* [Directive] Starting at the line that contains "form: [114, 117]." and ending at the end of the records, write every line out again, requests included, shifting each answer coordinate up by 3. Leave the numbers inside the requests, including their sample coordinates, unchanged.

* [Extracted material]
>>>

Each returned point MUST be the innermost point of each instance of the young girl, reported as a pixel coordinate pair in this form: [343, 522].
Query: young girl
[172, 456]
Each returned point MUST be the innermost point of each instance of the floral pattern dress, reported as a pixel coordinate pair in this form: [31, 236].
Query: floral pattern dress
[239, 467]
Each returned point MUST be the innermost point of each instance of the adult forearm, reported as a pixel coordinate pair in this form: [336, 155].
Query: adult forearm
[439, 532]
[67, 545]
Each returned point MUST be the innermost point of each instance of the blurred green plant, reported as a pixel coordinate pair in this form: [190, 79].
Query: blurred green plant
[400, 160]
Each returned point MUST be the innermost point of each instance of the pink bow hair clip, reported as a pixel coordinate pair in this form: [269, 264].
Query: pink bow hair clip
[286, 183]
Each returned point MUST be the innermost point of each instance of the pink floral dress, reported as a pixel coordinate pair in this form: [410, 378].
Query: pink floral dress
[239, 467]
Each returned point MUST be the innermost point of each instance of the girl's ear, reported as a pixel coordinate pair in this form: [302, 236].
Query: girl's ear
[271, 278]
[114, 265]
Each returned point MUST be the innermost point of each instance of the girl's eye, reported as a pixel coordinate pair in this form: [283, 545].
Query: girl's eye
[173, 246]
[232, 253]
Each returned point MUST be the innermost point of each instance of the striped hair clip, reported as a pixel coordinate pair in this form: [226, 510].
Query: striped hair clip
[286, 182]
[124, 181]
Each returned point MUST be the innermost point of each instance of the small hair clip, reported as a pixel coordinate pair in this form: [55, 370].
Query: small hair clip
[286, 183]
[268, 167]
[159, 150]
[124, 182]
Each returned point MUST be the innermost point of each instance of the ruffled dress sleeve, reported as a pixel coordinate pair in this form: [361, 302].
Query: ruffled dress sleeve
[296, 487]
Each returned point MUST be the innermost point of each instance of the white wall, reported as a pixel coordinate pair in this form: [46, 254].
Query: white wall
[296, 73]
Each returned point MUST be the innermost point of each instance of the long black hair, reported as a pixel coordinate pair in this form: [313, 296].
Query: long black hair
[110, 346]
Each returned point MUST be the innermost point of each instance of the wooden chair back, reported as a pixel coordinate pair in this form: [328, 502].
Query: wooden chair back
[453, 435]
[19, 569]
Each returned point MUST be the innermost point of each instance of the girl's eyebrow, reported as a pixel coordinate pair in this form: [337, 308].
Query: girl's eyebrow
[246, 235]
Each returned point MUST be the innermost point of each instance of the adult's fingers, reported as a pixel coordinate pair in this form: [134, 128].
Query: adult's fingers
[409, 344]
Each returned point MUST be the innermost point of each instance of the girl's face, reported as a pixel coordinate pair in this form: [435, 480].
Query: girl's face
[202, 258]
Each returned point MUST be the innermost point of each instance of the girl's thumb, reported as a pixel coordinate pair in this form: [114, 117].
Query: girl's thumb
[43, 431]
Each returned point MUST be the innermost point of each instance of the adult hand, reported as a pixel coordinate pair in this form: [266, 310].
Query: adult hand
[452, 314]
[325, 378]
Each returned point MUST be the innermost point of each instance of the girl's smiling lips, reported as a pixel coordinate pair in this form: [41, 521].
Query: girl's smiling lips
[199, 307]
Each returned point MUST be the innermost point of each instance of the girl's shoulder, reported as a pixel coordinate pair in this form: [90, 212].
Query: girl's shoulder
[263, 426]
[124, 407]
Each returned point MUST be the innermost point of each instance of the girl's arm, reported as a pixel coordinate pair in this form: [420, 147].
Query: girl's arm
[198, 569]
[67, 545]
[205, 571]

<<<

* [Answer for this exercise]
Each returned point MUST be the innermost point of each instance of the girl's thumb, reported as a pixel coordinate pair in this form: [114, 117].
Query: girl's thumb
[46, 434]
Each returned point MUST be the innermost point of each instance of the adult hand, reported as a pixel coordinate pair in this form: [266, 310].
Query: adult hand
[455, 317]
[328, 381]
Each returned point MUST be the innermost point of each instance of the girl's smiling lips, reported as a pixel coordinate pair in this form: [41, 521].
Query: girl's smiling lips
[202, 310]
Each returned point MUST be the innermost point of each instance of the girl's shoulder, reported as a pixel coordinate pair in this form: [90, 212].
Query: girl's shoulder
[266, 429]
[127, 410]
Each returned point MUST be the innermost point of each instance of the girl's arm, reported as a pixel coordinate pair in this form: [420, 147].
Query: girl's arm
[201, 572]
[70, 548]
[208, 574]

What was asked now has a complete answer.